DATA SHOWN:

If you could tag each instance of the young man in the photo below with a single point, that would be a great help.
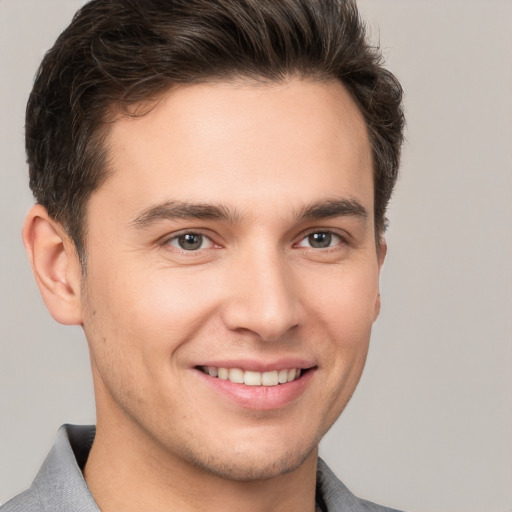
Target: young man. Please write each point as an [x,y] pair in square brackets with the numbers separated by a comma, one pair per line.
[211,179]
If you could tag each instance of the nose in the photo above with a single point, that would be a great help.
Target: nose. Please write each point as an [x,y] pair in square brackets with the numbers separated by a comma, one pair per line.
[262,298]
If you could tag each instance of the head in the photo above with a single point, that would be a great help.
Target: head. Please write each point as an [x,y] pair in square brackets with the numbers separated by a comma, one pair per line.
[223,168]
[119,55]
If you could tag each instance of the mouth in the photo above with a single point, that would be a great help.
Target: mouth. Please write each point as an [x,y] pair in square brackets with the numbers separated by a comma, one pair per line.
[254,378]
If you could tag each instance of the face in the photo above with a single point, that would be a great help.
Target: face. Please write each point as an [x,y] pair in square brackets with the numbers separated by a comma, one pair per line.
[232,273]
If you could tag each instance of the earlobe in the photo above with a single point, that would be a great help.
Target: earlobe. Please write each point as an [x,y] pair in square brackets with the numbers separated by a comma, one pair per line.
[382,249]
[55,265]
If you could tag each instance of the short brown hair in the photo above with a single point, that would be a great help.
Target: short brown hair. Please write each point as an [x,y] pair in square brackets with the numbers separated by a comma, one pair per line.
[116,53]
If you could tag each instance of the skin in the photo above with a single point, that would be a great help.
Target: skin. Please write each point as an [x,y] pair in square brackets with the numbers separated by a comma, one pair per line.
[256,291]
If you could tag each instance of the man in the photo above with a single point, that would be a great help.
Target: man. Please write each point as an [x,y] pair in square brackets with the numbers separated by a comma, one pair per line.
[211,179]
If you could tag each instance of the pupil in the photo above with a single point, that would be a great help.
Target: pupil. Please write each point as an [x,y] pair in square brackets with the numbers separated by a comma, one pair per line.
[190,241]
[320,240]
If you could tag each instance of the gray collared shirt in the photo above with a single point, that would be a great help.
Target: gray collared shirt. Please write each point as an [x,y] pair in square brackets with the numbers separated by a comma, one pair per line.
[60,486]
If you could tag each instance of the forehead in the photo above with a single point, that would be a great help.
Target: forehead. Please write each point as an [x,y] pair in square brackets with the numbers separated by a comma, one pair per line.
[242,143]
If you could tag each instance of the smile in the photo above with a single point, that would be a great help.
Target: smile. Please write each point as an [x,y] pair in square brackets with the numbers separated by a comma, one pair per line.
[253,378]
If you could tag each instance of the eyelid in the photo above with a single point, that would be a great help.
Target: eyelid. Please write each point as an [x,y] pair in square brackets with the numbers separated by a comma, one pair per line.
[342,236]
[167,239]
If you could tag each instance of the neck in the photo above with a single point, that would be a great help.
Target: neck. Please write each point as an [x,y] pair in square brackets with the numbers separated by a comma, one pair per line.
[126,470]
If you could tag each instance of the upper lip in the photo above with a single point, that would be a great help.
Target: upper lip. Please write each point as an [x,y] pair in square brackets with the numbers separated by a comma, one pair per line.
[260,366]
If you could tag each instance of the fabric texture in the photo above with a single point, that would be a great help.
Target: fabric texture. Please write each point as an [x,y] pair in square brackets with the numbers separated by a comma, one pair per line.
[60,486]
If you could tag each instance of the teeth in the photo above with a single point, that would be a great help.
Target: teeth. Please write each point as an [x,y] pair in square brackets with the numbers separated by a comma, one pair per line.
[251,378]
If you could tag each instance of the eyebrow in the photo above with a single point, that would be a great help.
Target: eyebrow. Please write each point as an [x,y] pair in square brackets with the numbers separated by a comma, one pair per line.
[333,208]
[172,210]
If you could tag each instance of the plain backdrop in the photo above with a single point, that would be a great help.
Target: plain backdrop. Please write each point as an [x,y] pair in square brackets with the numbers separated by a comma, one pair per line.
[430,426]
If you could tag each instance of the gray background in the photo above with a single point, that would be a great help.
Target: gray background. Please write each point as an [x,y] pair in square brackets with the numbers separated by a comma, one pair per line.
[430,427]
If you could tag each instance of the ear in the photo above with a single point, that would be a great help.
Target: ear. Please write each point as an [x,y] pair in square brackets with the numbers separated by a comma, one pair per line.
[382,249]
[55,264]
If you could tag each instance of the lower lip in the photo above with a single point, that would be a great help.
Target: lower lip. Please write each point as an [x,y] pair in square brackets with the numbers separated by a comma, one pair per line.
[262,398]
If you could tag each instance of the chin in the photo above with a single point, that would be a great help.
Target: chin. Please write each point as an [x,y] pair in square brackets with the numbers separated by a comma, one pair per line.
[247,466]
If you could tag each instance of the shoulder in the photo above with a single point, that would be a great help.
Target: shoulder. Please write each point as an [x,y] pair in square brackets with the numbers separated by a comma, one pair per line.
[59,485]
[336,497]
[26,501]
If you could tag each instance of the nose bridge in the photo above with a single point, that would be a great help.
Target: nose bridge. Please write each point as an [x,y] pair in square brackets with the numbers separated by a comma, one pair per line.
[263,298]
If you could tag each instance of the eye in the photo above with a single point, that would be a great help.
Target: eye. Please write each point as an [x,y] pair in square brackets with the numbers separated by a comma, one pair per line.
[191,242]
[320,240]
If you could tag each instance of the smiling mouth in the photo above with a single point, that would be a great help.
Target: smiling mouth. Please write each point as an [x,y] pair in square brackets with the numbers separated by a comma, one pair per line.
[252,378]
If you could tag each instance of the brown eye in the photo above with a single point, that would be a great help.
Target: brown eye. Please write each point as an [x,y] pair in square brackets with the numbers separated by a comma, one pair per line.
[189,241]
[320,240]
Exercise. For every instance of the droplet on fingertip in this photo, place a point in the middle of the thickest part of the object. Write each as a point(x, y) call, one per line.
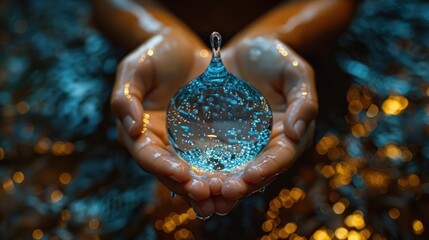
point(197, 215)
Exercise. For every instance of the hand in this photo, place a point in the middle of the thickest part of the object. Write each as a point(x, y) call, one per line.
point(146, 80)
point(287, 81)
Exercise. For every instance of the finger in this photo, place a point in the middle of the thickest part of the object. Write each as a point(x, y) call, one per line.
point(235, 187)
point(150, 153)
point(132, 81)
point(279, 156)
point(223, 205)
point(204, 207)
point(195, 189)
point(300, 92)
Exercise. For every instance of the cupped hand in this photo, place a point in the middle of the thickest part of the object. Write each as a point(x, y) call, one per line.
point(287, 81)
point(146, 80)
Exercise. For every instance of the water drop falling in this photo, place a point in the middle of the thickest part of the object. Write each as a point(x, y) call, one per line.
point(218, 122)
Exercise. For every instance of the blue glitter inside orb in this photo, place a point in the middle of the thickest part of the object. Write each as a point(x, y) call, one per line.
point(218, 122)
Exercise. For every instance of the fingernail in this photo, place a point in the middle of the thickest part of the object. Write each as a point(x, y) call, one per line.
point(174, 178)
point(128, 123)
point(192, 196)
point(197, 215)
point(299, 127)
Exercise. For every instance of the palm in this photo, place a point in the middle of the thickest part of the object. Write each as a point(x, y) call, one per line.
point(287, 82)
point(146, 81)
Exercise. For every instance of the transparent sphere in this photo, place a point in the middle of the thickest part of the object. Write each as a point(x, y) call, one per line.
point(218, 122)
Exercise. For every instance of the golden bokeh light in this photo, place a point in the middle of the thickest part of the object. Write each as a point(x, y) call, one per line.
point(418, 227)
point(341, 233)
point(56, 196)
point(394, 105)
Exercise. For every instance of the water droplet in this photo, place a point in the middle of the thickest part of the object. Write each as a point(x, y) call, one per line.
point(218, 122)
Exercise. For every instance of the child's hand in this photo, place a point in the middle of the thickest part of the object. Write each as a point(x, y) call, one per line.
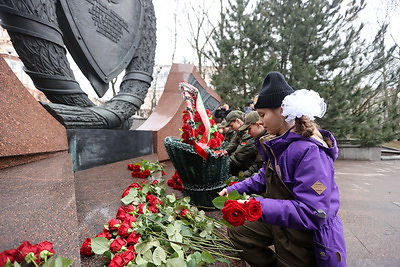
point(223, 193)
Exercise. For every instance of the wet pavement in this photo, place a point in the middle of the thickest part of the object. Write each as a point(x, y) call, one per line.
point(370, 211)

---

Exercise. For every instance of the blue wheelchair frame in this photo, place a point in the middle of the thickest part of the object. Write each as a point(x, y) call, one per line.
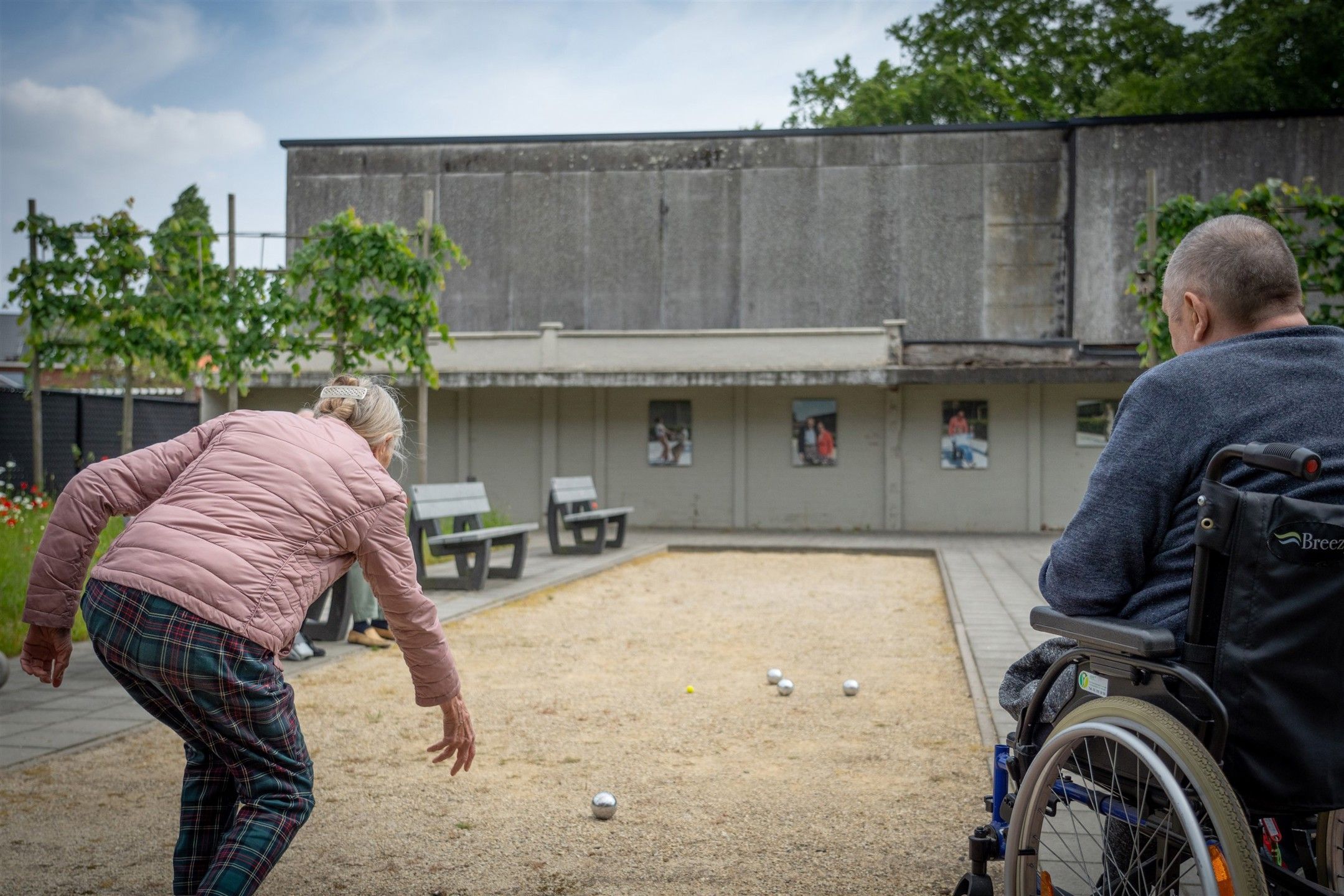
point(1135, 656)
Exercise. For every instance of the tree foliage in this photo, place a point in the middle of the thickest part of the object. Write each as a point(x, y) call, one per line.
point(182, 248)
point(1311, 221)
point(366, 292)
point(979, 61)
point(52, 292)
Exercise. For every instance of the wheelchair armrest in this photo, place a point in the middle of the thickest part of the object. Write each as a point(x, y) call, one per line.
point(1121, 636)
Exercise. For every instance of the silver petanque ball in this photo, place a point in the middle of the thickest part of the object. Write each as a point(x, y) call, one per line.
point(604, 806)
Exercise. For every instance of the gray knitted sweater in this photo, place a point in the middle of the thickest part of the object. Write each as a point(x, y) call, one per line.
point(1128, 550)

--

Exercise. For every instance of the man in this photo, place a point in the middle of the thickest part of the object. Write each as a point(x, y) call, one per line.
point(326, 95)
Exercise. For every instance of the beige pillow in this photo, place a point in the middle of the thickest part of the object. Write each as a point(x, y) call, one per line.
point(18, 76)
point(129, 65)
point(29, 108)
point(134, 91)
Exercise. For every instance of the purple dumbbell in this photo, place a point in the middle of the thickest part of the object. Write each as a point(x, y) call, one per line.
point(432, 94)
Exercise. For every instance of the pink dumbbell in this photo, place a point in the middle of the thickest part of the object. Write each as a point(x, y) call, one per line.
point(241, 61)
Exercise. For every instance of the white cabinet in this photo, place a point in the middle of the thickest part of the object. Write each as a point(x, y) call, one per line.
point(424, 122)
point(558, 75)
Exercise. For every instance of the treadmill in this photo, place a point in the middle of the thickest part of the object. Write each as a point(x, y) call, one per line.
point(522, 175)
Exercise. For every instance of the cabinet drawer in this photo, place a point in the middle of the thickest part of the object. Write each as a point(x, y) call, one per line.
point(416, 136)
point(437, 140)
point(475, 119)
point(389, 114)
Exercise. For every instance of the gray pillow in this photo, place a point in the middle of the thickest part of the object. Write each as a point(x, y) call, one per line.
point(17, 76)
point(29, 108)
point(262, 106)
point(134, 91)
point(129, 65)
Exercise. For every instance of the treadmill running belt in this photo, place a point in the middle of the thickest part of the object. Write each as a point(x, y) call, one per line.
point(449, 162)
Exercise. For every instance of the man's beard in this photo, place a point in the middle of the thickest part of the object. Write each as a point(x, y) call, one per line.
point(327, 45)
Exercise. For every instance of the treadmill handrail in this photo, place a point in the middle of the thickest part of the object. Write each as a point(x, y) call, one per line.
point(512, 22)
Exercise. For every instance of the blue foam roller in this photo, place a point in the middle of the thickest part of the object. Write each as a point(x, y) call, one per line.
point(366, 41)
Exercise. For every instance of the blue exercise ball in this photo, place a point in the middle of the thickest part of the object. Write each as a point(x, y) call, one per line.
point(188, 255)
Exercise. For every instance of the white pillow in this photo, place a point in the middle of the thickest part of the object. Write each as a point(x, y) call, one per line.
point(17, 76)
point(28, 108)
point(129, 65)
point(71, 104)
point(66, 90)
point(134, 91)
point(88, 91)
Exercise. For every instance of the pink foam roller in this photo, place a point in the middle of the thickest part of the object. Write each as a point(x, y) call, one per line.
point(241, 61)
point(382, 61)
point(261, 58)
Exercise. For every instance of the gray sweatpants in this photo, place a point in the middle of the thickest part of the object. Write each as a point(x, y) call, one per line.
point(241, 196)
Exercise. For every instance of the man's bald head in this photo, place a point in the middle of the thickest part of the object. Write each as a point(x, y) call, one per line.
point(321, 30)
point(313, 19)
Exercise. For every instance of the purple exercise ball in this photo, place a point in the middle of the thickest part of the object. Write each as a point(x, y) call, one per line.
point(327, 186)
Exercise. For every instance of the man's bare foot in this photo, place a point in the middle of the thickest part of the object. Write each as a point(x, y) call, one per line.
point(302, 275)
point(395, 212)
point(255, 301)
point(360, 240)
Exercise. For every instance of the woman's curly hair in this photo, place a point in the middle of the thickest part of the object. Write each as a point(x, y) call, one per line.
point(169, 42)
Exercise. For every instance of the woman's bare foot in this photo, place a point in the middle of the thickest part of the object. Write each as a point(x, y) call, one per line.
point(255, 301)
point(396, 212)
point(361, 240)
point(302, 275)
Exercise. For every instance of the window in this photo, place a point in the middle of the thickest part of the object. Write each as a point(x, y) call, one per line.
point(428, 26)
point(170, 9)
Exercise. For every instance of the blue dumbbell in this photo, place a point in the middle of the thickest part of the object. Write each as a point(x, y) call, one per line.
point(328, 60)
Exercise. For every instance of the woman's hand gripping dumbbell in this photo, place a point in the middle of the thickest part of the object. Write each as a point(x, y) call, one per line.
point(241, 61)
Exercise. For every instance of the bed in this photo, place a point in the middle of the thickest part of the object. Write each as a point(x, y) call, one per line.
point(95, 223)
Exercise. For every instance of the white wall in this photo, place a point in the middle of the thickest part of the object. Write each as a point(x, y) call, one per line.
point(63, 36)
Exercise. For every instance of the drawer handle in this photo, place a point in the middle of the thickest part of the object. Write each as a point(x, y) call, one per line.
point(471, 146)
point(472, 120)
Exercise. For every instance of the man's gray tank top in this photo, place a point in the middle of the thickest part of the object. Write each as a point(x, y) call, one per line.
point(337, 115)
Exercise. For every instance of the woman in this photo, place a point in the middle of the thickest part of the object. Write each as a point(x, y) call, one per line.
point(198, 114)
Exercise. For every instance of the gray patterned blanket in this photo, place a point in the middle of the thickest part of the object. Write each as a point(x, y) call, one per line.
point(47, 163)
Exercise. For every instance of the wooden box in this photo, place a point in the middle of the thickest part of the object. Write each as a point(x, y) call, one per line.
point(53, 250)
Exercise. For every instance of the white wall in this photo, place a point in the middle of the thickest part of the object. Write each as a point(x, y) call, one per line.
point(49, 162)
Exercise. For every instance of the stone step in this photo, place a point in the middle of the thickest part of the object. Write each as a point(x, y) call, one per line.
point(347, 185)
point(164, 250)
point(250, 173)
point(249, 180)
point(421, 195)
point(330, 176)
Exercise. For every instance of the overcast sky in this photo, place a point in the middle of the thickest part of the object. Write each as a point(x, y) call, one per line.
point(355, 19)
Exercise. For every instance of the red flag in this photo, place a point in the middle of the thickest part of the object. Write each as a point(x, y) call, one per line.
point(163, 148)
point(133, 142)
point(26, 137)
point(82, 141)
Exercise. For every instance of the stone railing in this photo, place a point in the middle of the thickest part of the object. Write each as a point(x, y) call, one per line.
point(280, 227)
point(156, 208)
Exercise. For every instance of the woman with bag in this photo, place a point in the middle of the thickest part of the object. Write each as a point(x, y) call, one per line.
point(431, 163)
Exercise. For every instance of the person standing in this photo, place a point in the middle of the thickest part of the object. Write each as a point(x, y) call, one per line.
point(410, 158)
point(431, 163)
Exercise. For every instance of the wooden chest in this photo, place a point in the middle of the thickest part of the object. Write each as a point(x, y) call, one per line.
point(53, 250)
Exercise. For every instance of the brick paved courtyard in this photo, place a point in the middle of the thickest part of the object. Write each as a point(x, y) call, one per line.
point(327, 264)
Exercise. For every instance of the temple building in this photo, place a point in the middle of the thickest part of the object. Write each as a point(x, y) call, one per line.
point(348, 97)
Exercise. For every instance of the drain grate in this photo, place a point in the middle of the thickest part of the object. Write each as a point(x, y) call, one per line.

GIVEN EXERCISE: Which rows above contain the word "purple"? Copy each one out unchanged, treating capital and lowercase letters as different.

RESPONSE TO THIS EXERCISE:
Exercise. For every instance of the purple dumbbell in this photo, place a point in the middle of the thickest part of the object. Write each as a point(x, y) call, one per line.
Exercise. For every instance of the purple exercise ball in this photo, place a point in the middle of the thickest part of the object. Write each as a point(x, y) call, one per line.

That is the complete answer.